* **Quoted passage**:
::::

The IPython notebook feature itself is comparable to other offerings. The
advantage of PiCloud's offering is that it is not just a web-based python; it
also is the interface to a supercomputer that you can leverage with the cloud
library (<http://www.picloud.com/platform/>). As long as you wish to make use
of that supercomputer, the notebook allows you to run an interactive
interpreter on your already configured PiCloud environment.

As far as security goes, every user is run in separate LXC containers.
(<http://lxc.sourceforge.net/>)

------
zemanel
Any of you had success setting up ipython notebook with IPC transport? Been
trying to setup an out of the box project for running it on the free Openshift
paas, in which you can only bind to an internal ip and some internal/external
ports, but only managed to use ipc by forcing the config value somewhere on
the call stack, as it always uses tcp.

from the feature merge on ipython repo, it seems it may be a bug or unfinished
work.

::::

* **Given request 1**: In the forum thread, what is each user run in for security?
* **Given request 2**: Please repeat the part of the forum thread starting at "The IPython notebook" and ending at "separate LXC containers.".

Entries from a point annotation set
::::

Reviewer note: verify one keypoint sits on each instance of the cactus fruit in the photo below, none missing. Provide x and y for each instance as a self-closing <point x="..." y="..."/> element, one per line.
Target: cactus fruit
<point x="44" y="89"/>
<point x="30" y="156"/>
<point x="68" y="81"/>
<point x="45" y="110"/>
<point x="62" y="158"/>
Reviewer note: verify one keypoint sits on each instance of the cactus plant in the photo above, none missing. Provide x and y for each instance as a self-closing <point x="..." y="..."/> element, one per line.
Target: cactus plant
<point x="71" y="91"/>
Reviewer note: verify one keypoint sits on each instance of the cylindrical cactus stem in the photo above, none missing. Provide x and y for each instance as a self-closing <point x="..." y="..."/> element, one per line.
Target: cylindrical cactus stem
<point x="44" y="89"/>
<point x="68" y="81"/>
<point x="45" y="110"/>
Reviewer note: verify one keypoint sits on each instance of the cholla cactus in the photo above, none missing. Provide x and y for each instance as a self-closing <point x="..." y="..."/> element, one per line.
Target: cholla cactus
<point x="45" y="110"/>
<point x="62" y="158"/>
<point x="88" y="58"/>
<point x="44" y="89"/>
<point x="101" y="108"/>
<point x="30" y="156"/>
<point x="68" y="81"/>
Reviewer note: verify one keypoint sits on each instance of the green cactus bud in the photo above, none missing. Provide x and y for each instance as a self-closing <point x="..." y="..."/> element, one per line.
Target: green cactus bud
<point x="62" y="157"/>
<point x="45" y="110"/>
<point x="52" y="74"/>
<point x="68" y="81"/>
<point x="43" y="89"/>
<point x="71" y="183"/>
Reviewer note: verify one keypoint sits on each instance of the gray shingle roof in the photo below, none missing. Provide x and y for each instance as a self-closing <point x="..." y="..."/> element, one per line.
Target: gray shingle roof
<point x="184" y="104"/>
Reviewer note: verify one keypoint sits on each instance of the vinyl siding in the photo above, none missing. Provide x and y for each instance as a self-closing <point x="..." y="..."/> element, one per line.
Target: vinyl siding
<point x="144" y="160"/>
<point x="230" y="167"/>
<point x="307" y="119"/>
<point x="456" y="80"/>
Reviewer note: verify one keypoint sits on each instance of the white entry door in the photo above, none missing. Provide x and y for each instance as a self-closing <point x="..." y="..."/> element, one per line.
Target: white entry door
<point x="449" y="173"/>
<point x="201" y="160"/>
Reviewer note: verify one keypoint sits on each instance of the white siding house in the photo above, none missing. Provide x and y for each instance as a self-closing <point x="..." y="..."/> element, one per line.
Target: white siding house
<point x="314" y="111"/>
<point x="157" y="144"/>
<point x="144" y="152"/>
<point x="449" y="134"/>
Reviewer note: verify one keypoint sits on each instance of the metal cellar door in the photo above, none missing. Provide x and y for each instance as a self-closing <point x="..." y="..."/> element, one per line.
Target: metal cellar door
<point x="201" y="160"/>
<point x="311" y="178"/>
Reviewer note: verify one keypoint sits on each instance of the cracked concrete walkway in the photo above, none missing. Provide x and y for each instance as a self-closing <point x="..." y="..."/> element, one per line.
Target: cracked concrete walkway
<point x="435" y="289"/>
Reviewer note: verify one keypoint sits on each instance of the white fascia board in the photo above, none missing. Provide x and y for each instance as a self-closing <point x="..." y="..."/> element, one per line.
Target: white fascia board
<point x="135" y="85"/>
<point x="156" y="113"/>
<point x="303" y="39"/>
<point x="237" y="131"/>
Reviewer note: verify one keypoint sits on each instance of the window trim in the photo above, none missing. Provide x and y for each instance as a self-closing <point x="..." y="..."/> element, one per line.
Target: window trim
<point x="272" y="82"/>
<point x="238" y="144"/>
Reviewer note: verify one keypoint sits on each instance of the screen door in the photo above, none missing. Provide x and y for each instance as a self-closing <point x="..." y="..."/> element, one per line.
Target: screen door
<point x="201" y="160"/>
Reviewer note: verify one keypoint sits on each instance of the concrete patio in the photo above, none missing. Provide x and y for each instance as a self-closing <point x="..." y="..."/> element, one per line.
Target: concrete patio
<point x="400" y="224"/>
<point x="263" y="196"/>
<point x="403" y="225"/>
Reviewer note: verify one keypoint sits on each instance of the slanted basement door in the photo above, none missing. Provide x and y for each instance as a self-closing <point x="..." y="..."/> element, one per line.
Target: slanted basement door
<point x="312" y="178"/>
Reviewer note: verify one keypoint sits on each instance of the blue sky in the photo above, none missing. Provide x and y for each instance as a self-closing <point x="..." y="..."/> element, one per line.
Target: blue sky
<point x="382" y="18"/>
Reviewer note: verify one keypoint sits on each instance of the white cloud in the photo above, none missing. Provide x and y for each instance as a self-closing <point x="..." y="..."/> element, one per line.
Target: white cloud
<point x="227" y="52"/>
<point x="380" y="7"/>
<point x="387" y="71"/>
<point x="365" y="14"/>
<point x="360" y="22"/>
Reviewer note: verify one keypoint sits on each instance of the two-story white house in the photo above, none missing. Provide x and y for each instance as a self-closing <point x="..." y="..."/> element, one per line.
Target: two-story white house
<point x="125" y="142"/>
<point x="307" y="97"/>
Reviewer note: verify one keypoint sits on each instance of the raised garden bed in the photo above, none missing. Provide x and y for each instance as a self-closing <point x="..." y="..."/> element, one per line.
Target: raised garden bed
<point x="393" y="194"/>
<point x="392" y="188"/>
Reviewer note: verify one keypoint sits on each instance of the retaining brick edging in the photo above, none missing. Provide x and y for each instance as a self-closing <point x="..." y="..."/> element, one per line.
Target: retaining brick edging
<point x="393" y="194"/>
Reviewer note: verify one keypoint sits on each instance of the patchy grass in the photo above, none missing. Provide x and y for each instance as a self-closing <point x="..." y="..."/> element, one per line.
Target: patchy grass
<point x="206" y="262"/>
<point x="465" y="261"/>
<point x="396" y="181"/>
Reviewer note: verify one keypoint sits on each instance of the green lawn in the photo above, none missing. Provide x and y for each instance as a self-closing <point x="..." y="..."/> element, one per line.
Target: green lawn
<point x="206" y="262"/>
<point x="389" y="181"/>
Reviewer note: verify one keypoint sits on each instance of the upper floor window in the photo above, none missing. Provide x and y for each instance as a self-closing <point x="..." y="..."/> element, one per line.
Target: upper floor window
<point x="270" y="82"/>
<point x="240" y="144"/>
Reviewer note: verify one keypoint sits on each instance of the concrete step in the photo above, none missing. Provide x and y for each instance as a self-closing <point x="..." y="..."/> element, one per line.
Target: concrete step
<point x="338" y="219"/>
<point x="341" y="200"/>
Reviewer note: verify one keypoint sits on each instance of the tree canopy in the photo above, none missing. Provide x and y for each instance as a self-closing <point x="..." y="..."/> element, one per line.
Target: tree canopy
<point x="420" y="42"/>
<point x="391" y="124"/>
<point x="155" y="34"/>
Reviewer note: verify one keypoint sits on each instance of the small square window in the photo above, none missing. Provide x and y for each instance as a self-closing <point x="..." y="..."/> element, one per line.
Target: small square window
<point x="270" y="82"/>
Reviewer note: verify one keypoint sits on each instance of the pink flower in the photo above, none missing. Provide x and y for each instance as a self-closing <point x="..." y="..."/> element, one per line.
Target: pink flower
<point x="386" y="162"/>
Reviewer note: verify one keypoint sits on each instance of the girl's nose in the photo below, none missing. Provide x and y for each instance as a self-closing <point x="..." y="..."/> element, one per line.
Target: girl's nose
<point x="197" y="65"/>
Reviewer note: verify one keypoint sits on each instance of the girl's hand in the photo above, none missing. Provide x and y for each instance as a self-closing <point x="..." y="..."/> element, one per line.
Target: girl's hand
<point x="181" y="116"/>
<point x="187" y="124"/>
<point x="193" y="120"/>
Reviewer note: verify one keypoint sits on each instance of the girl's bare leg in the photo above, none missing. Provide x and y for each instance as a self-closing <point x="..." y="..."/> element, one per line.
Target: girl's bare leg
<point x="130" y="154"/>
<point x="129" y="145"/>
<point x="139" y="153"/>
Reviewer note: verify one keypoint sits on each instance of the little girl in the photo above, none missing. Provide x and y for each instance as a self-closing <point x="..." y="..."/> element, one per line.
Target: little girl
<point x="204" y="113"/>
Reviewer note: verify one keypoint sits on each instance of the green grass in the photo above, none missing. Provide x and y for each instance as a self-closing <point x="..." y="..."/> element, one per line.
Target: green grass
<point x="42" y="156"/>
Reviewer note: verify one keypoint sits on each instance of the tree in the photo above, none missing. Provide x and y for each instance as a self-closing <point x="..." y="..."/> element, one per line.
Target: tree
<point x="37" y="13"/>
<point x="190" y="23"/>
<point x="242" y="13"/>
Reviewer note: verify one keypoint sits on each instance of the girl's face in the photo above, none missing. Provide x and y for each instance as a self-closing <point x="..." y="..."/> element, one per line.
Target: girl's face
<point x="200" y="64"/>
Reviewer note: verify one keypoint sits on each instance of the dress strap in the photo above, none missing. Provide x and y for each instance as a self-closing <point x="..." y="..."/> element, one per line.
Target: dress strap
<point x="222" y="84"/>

::::

* **Problem solution 1**: Separate LXC containers.

* **Problem solution 2**:
The IPython notebook feature itself is comparable to other offerings. The
advantage of PiCloud's offering is that it is not just a web-based python; it
also is the interface to a supercomputer that you can leverage with the cloud
library (<http://www.picloud.com/platform/>). As long as you wish to make use
of that supercomputer, the notebook allows you to run an interactive
interpreter on your already configured PiCloud environment.

As far as security goes, every user is run in separate LXC containers.